** STATED PROBLEM **
All material below is to be reproduced exactly.

[Dataset rows]

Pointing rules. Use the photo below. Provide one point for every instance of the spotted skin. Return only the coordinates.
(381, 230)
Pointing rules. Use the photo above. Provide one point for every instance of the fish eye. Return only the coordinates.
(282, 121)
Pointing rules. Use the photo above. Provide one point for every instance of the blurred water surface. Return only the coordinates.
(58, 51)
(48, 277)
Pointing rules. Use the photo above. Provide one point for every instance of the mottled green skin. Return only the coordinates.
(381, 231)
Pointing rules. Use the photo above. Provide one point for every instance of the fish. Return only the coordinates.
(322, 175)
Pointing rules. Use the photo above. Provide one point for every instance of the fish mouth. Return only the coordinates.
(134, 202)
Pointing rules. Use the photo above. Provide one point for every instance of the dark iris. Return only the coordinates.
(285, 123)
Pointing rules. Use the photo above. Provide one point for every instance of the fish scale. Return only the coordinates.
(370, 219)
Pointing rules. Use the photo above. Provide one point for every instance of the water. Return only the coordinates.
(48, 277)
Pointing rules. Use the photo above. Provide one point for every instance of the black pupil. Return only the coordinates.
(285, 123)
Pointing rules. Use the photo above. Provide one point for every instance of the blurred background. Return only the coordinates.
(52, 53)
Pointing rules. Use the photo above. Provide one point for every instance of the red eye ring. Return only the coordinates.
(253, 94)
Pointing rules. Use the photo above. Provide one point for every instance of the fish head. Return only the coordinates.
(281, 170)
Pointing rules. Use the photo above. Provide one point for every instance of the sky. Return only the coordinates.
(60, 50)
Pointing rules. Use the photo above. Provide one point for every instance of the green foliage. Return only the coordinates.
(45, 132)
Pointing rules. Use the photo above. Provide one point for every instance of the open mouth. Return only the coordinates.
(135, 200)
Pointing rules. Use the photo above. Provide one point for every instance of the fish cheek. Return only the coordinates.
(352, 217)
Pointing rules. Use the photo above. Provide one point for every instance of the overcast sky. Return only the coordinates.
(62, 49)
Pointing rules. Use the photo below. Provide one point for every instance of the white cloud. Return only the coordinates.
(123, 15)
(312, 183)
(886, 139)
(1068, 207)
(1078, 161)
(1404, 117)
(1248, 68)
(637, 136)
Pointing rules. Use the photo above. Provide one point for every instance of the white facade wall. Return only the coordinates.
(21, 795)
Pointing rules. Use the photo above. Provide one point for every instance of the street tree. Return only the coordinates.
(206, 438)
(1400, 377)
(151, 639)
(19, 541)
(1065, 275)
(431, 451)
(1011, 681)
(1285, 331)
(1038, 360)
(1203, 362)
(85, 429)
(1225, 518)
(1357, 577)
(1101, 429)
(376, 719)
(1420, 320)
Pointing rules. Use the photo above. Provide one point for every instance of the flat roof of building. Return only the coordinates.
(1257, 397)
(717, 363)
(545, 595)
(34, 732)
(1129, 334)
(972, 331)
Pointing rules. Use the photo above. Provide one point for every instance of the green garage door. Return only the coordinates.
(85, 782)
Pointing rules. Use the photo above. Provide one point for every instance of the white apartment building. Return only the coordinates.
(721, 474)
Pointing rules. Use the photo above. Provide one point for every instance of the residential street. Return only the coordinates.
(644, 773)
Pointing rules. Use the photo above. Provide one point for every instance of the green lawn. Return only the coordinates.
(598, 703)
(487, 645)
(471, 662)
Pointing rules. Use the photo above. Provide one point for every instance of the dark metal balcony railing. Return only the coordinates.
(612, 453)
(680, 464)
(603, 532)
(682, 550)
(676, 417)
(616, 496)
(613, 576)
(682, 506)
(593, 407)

** THE OUTPUT **
Pointing rules. Use the photo below. Provide one point for every instance of the spotted skin. Return only the coordinates.
(381, 230)
Pointing rules. Use the photo above. Provide one point for every instance of the fish eye. Return only the coordinates.
(282, 121)
Pointing rules. Use the photo above. Provide one point for every instance of the blurred water surface. Return only the coordinates.
(58, 51)
(48, 277)
Pointing rules. Use the photo above. Provide one point for every instance of the mottled green skin. Return only the coordinates.
(381, 231)
Pointing rules. Use the photo above. Provide one point for every instance of the fish. Return only the coordinates.
(322, 175)
Pointing rules. Use the photo above. Provide one point for every instance of the fish mouth. Return only the coordinates.
(134, 202)
Pointing rules. Use the photo above. Provide one point for every instance of the dark iris. Return only the coordinates.
(285, 123)
Pointing rules. Use the photo above. Provide one point for every instance of the fish scale. Return only the coordinates.
(370, 219)
Pointing rules. Use the photo above. Provide one point for every instance of the water. Return only the coordinates.
(48, 277)
Pointing rules. Use the photo above. Provide one point for every instance of the black pupil. Return only the coordinates.
(285, 123)
Pointing rules. Use the photo above. Provide one point for every instance of the blurred background. Return only the coordinates.
(52, 53)
Pointing rules. Use the photo above. Provide one point for every instance of the red eye ring. Return only the coordinates.
(253, 94)
Pointing rules. Use the photo above. Provide one point for every instance of the fish head. Return only the coordinates.
(281, 170)
Pointing rules. Use the photo above. Provide one point for every instance of the sky. Return only the coordinates.
(60, 50)
Pointing rules. Use the photo above. Provide one point for every instance of the green foliage. Return only the coordinates.
(45, 132)
Pointing rules. Use the photo above. Provide one point for every instance of the open mouth. Return only the coordinates.
(135, 200)
Pointing rules. Use the photo above. Provide one point for every instance of the fish cheek. Return only the coordinates.
(352, 217)
Pointing rules. Use the photo above. Provide one point for every instance of the overcast sky. Return only the coordinates.
(62, 49)
Pointing rules. Use the photo below. Provide one point for every instance of the white cloud. Return only the coordinates.
(123, 15)
(312, 183)
(886, 139)
(1068, 207)
(1078, 161)
(1404, 117)
(1248, 68)
(637, 136)
Pointing rules. Use the photo above. Provide one point for every instance of the white facade wall. Return only the coordinates.
(21, 795)
Pointing rules. Use the photo above. Provide one point for every instance of the street tree. Return only the coordinates.
(206, 438)
(1400, 377)
(151, 639)
(19, 541)
(1065, 275)
(431, 451)
(1011, 681)
(1285, 331)
(1038, 360)
(1203, 362)
(85, 429)
(1225, 518)
(1357, 577)
(1101, 429)
(376, 719)
(1420, 320)
Pointing rules. Use the photo above. Provide one point for every instance of the flat roof of building. Return only the coordinates.
(1257, 397)
(717, 363)
(545, 595)
(34, 732)
(1129, 334)
(972, 331)
Pointing rules. Use the photo above. Provide one point for every instance of the green garage door. Return only the coordinates.
(85, 782)
Pointing rules. Use the photo above. Provide one point for every instance of the white apartment building. Return only the coordinates.
(721, 474)
Pointing rules. Use the photo above. Provide one point for every instance of the residential street. Return only the coordinates.
(644, 773)
Pointing rules. Use the photo above. Provide one point for every instance of the green lawn. Return only the coordinates.
(598, 703)
(487, 645)
(471, 662)
Pointing rules. Use the photo above. Provide one point for every instance of the dark metal balcony railing. Return only the coordinates.
(612, 453)
(680, 464)
(603, 532)
(682, 550)
(676, 417)
(616, 496)
(613, 576)
(682, 506)
(593, 407)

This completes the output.